Work instructions - Put the material below into a Markdown table with the columns "Number" and "Content." Include one row per line from the first line through the line containing "top-left (4, 55), bottom-right (134, 136)", skip blank lines, and number the rows in order.

Data -
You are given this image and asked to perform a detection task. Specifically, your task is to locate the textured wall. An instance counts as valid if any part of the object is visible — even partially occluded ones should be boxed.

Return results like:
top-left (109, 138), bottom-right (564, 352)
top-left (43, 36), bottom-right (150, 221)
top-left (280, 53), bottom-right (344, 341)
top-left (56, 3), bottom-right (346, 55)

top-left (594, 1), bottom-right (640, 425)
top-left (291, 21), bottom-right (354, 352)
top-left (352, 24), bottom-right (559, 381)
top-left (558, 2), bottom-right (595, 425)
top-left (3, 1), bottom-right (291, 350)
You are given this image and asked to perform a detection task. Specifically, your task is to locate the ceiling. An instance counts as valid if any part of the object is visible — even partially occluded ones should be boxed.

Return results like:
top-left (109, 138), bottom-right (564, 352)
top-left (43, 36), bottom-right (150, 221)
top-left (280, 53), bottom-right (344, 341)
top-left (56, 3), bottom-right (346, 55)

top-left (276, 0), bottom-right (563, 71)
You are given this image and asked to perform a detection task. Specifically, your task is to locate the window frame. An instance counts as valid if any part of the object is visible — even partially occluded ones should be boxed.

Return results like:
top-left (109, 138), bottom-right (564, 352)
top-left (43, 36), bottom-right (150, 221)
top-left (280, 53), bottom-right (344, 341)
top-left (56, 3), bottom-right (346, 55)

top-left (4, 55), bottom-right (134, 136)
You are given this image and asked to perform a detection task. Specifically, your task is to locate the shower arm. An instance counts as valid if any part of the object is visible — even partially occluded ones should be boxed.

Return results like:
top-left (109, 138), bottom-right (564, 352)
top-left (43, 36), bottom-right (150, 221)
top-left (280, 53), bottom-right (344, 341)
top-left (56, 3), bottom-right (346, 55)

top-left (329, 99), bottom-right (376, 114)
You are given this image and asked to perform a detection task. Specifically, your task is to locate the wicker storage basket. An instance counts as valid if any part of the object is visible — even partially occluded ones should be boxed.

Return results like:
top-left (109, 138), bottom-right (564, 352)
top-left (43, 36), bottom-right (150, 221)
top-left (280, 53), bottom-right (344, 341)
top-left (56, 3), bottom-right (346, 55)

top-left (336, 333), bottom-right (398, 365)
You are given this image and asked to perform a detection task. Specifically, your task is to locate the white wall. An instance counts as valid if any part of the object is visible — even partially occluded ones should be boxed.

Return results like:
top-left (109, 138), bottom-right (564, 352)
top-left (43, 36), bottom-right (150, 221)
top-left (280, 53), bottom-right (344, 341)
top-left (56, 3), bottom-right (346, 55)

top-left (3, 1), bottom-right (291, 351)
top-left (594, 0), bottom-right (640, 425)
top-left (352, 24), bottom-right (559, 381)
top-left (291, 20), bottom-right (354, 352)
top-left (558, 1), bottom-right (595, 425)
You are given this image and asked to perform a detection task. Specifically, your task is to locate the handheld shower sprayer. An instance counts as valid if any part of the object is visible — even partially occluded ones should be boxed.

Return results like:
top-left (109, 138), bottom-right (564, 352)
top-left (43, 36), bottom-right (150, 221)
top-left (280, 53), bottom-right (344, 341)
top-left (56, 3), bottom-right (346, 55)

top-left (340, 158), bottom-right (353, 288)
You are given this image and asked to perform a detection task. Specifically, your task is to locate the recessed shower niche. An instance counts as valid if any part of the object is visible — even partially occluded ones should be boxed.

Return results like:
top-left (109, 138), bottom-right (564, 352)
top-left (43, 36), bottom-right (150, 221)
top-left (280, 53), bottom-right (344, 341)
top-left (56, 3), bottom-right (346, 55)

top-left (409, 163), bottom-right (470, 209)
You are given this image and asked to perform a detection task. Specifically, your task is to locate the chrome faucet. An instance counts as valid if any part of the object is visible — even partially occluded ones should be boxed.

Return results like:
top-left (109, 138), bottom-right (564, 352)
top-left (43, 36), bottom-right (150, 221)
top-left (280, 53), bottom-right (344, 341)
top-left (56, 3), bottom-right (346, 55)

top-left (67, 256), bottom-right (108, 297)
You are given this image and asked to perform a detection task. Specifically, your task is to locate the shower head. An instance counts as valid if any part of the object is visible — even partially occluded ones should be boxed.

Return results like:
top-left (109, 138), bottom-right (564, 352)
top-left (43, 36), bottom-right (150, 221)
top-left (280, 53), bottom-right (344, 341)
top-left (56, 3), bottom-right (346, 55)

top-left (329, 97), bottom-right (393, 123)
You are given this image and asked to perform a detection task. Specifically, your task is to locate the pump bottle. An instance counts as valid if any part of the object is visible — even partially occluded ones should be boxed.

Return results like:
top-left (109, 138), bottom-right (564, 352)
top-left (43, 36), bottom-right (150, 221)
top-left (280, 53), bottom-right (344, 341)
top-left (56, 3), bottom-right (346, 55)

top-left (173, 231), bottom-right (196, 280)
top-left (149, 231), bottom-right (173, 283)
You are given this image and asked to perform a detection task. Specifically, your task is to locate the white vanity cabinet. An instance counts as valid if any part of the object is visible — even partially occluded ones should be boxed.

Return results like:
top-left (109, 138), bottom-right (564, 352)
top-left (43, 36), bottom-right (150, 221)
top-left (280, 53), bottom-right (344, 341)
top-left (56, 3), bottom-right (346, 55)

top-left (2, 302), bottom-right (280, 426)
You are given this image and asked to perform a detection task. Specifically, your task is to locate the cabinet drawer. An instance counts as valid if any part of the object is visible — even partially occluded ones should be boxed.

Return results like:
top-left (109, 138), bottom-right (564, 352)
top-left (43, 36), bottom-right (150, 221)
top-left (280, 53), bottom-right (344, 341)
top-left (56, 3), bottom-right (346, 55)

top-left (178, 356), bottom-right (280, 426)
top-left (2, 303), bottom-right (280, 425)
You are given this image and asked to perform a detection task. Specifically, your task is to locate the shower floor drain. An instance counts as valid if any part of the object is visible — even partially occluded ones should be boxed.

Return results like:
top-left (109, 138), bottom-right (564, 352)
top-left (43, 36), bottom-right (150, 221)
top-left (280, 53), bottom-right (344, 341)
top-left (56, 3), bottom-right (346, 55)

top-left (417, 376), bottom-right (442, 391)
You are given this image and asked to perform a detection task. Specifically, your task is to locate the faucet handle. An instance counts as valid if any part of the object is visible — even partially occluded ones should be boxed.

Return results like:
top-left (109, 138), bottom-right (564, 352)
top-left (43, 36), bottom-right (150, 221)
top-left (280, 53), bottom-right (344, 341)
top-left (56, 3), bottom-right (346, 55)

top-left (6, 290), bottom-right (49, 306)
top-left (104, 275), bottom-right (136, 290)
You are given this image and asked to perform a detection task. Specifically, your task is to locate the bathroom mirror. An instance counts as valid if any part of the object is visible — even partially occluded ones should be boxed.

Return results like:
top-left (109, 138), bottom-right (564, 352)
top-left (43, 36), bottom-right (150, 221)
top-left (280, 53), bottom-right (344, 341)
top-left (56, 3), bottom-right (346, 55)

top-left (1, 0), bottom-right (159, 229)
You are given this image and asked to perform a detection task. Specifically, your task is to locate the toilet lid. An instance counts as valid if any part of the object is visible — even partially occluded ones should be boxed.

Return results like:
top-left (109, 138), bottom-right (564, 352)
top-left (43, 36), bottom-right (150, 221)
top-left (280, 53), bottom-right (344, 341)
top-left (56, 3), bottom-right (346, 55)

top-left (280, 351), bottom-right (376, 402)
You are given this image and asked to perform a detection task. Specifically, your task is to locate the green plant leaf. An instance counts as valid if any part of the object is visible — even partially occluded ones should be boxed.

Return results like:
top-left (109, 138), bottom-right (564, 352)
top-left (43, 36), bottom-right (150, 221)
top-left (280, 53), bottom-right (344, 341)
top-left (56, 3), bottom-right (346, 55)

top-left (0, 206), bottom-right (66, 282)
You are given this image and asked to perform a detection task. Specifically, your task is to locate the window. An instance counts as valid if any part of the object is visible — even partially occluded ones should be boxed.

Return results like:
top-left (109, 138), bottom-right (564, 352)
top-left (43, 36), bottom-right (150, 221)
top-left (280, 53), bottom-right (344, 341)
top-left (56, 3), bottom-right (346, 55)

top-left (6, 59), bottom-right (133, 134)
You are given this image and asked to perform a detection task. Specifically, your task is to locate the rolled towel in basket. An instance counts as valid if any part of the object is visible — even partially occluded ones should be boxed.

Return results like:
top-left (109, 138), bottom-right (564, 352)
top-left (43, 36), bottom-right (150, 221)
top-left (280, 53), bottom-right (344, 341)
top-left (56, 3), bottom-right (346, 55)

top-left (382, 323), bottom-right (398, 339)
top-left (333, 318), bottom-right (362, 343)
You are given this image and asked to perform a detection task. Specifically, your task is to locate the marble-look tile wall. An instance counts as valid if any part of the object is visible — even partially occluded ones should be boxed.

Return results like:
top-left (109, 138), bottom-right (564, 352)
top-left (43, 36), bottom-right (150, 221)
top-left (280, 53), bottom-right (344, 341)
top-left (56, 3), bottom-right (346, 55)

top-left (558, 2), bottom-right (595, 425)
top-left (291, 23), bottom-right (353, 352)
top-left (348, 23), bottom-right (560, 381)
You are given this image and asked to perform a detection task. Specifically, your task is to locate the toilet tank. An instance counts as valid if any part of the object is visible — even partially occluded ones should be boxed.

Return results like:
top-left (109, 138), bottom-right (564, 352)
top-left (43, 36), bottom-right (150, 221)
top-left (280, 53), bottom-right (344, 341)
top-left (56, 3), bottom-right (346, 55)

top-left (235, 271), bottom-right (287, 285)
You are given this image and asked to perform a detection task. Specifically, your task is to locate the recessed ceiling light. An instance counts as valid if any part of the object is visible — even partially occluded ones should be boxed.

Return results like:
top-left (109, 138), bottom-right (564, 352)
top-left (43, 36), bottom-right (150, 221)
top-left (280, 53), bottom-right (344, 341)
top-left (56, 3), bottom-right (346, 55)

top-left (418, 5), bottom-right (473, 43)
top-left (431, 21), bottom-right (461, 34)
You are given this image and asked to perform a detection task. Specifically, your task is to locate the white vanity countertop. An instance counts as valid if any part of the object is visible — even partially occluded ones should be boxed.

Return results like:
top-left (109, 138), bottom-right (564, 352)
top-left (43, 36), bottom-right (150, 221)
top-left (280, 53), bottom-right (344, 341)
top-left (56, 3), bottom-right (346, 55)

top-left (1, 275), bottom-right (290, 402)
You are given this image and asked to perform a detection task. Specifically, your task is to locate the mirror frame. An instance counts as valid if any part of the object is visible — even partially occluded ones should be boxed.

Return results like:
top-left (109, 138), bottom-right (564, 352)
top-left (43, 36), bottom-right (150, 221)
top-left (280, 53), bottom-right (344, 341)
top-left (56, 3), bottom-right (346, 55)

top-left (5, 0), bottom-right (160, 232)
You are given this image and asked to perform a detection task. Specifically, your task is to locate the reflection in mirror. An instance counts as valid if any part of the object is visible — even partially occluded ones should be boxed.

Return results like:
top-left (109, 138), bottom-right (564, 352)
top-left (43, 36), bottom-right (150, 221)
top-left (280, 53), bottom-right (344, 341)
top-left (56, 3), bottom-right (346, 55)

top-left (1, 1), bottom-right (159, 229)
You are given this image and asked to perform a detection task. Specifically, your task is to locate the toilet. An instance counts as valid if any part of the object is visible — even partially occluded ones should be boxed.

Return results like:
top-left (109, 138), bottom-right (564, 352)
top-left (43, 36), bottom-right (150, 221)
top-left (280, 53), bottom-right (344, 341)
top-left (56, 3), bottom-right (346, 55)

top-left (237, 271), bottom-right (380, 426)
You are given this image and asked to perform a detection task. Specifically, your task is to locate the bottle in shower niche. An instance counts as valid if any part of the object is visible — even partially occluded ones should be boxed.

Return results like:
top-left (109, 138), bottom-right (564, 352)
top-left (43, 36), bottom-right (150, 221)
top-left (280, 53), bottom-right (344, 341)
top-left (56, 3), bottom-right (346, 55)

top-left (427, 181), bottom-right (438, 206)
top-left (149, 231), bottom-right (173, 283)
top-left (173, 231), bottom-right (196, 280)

Answer to the task -
| Number | Content |
|---|---|
| 1 | You are given this image and asked to perform a detection task. Specifically, your task is to locate the textured wall. An instance counts as valid if any part of the object is visible — even partially occluded ones should be boxed. |
| 2 | Return results like: |
| 3 | top-left (109, 138), bottom-right (564, 352) |
| 4 | top-left (43, 36), bottom-right (150, 221) |
| 5 | top-left (280, 53), bottom-right (344, 341) |
| 6 | top-left (56, 3), bottom-right (346, 55) |
| 7 | top-left (594, 1), bottom-right (640, 425) |
| 8 | top-left (291, 21), bottom-right (354, 352) |
| 9 | top-left (352, 24), bottom-right (559, 381) |
| 10 | top-left (558, 2), bottom-right (595, 425) |
| 11 | top-left (3, 1), bottom-right (291, 350) |
| 12 | You are given this image and asked to perform a detection task. Specifically, your task is to locate the ceiling. An instance counts as valid if any part of the object is visible — even partially occluded ones should be boxed. |
| 13 | Return results like: |
| 14 | top-left (109, 138), bottom-right (564, 352) |
| 15 | top-left (43, 36), bottom-right (150, 221) |
| 16 | top-left (280, 53), bottom-right (344, 341) |
| 17 | top-left (56, 3), bottom-right (346, 55) |
| 18 | top-left (276, 0), bottom-right (563, 71) |
| 19 | You are given this image and asked to perform a detection task. Specifically, your task is to locate the window frame. An instance counts as valid if any part of the object is visible — even partially occluded ones should be boxed. |
| 20 | Return results like: |
| 21 | top-left (109, 138), bottom-right (564, 352) |
| 22 | top-left (43, 36), bottom-right (150, 221) |
| 23 | top-left (280, 53), bottom-right (344, 341) |
| 24 | top-left (56, 3), bottom-right (346, 55) |
| 25 | top-left (4, 55), bottom-right (134, 136) |